Written request =
Find the line that contains "Could you please annotate the metal" in the entries below. Output it and each later line exactly, and nothing else.

Records to use =
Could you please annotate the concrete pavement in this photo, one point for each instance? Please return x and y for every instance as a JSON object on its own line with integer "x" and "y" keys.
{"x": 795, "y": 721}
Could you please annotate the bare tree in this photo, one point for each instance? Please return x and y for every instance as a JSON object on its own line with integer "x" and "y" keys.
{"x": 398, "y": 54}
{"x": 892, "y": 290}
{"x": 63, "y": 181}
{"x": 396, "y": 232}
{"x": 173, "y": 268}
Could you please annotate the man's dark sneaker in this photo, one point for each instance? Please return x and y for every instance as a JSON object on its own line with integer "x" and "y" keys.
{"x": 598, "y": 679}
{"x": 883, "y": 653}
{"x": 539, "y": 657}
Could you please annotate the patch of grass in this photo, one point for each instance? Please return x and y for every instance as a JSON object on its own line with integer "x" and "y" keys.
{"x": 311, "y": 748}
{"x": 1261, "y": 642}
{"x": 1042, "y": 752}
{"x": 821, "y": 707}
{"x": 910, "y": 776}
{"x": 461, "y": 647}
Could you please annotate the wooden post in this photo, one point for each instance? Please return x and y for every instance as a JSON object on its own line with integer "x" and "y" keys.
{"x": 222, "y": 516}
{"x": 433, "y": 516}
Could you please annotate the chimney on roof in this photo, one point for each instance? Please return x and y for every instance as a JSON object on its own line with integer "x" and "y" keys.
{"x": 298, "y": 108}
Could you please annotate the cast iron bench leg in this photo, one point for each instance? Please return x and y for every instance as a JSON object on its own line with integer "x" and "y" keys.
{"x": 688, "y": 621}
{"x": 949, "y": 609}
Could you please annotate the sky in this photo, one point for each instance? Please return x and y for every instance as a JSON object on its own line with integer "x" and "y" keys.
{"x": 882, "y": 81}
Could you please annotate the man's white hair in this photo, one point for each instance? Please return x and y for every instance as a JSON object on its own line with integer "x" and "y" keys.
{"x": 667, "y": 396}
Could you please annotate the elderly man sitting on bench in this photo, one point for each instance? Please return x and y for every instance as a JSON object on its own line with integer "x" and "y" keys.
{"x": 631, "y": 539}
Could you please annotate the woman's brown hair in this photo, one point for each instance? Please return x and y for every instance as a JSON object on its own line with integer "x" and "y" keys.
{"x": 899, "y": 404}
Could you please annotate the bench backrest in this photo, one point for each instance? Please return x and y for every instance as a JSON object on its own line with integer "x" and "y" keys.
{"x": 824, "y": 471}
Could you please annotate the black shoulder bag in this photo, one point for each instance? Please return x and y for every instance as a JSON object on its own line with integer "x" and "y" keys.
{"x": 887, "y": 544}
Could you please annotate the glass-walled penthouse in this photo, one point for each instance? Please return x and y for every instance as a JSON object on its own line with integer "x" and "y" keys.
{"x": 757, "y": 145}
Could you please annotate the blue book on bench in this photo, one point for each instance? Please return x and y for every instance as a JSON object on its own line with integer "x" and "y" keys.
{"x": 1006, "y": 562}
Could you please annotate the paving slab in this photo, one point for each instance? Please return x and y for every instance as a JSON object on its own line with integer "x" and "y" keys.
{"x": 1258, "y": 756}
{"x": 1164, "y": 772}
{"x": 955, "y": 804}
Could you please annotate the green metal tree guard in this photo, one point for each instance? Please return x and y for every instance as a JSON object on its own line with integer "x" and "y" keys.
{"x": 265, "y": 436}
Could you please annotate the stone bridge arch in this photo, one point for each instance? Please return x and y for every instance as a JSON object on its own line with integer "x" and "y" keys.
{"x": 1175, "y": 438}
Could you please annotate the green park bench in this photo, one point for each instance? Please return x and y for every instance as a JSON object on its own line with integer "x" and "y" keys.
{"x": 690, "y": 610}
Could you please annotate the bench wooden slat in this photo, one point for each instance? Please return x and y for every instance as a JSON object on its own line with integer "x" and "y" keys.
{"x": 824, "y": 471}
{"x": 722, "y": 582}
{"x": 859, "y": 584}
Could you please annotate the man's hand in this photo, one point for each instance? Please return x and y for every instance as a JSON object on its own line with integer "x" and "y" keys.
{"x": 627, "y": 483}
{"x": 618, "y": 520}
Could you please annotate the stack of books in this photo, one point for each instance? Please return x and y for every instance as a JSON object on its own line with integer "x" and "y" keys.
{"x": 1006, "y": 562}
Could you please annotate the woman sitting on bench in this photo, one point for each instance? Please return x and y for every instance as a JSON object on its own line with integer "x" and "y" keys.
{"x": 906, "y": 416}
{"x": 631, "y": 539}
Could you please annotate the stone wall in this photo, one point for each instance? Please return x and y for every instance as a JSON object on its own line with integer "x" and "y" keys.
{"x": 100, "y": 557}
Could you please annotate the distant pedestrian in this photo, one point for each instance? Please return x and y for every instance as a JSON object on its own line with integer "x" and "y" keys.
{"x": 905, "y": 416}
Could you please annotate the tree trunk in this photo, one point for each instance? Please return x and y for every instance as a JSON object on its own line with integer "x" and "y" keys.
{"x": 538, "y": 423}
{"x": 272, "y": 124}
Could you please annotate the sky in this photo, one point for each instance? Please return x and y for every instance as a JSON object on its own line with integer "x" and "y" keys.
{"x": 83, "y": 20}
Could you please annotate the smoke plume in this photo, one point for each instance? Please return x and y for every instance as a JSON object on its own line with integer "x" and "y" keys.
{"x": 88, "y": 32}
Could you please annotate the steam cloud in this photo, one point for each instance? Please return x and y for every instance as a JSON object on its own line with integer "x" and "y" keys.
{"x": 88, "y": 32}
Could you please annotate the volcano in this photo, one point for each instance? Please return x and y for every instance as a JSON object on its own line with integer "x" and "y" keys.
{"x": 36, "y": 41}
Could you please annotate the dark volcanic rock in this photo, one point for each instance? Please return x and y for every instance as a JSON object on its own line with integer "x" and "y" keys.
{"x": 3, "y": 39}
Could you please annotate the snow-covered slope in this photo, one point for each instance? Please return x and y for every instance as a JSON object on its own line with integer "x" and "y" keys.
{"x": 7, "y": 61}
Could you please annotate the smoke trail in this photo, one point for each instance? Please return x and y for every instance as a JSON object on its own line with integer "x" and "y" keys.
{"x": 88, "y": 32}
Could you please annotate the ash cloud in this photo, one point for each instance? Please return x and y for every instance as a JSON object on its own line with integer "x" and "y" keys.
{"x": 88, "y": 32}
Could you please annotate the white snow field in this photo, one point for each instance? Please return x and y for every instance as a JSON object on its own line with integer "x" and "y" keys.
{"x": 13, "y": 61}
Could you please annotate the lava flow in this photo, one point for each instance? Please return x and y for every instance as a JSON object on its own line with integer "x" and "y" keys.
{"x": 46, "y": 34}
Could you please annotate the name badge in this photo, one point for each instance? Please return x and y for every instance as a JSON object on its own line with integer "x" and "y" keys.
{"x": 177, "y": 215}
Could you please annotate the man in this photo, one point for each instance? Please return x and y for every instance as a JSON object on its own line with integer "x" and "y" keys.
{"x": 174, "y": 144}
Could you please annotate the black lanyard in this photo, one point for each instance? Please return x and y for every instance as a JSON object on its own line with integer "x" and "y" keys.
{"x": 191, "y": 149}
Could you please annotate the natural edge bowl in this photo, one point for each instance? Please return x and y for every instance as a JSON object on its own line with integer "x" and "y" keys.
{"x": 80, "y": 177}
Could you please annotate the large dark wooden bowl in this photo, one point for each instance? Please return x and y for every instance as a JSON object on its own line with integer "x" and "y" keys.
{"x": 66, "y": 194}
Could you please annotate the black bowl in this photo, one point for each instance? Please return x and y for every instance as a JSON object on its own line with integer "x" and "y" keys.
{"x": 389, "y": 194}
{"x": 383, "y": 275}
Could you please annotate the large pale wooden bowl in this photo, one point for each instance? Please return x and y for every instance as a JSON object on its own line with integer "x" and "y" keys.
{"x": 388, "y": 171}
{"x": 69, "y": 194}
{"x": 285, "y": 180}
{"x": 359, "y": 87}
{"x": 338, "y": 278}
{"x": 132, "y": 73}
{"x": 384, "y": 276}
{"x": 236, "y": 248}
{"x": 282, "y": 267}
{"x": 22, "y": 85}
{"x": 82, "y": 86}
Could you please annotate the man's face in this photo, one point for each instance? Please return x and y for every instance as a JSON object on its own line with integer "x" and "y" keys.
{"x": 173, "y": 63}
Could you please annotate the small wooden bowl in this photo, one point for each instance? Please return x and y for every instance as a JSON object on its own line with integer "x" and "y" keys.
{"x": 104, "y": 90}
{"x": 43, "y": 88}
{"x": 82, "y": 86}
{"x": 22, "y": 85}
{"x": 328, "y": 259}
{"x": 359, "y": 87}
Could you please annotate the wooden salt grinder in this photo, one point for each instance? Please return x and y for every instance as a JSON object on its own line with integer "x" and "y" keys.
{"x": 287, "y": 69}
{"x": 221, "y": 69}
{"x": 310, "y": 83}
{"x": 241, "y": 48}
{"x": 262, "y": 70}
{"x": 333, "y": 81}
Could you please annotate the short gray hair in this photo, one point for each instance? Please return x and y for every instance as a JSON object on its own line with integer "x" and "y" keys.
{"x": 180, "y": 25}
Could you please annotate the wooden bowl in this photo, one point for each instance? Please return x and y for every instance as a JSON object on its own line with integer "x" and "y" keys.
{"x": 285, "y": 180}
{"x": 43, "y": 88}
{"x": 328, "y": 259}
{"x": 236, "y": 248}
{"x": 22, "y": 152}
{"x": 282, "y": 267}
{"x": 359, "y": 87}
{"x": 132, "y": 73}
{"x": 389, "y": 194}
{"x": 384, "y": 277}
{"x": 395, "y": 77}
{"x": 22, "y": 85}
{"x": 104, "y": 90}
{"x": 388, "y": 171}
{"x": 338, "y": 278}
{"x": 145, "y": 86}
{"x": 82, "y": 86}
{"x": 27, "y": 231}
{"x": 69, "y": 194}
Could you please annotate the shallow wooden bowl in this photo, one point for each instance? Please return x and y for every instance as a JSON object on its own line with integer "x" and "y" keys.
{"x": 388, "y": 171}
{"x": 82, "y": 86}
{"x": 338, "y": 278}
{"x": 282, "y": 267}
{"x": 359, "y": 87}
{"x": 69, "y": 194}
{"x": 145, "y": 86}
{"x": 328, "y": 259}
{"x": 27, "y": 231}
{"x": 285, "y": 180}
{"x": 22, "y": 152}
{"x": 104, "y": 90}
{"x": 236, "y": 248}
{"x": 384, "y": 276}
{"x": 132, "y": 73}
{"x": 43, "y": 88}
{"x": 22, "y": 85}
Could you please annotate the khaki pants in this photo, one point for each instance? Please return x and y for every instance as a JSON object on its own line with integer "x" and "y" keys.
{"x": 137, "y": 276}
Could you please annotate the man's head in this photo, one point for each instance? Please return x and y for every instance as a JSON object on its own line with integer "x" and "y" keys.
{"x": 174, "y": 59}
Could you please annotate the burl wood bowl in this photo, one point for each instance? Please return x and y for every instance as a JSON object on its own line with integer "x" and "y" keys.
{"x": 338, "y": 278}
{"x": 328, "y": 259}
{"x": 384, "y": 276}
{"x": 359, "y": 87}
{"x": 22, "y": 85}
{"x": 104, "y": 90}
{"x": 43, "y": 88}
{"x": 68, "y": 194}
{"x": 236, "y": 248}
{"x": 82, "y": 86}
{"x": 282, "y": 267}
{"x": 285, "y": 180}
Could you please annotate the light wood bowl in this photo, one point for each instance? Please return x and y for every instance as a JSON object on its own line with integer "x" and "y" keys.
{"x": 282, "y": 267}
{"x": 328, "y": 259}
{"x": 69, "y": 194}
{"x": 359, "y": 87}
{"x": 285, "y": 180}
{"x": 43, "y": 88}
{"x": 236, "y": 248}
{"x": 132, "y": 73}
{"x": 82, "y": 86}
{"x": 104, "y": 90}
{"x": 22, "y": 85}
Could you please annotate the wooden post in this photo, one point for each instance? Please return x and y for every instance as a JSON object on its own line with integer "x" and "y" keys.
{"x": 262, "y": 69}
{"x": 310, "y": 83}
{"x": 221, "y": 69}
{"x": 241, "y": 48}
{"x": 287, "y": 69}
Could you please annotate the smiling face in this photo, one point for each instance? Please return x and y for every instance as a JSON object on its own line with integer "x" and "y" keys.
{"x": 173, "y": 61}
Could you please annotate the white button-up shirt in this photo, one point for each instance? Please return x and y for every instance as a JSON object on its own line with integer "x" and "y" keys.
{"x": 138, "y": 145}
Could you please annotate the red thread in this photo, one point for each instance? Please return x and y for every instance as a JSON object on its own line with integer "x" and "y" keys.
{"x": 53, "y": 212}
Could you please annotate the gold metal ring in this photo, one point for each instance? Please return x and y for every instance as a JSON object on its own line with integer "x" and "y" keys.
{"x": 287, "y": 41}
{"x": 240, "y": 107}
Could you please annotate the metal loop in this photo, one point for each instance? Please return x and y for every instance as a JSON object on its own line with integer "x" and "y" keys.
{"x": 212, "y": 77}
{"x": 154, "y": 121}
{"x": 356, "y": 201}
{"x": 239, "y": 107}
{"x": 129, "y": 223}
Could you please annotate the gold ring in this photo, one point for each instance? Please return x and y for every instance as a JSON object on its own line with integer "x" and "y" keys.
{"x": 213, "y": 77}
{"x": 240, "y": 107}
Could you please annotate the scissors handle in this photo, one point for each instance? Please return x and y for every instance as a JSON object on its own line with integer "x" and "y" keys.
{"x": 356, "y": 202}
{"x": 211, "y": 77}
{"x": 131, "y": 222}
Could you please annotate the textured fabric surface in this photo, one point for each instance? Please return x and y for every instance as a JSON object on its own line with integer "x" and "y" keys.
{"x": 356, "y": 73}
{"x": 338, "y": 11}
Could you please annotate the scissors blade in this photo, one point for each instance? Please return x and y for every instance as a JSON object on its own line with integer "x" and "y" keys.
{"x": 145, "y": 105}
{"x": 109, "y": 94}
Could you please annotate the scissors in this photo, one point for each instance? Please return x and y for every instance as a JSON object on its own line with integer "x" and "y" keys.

Output =
Could you please annotate the metal loop in this photo, one point for each instance? Please return x and y for every instance as a JSON object on its own line with integer "x" and "y" keys.
{"x": 212, "y": 77}
{"x": 154, "y": 121}
{"x": 356, "y": 201}
{"x": 239, "y": 107}
{"x": 129, "y": 223}
Could you please annotate the gold ring in this photo, one point for each instance? Please return x and y for every instance as a JSON object on its own line with integer "x" and "y" keys.
{"x": 213, "y": 77}
{"x": 240, "y": 107}
Could you please annotate the scissors handle in this photo, one point for each instance? Please return x and y for every instance as a JSON object on its own line with integer "x" and "y" keys.
{"x": 356, "y": 202}
{"x": 211, "y": 77}
{"x": 131, "y": 222}
Could you please annotate the textured fabric surface in this photo, one point for each instance? Please return x and y for every instance as a JSON object on its own line with integer "x" and "y" keys.
{"x": 356, "y": 73}
{"x": 338, "y": 11}
Could you please annotate the scissors blade in this photo, one point for each instance? Please return x and y for every instance as a JSON object on its own line with integer "x" and "y" keys.
{"x": 145, "y": 105}
{"x": 109, "y": 94}
Could you please annotate the scissors in this photo, one point for each instance? Please return x and y for every instance as a JSON object on its own line with integer "x" and "y" keys.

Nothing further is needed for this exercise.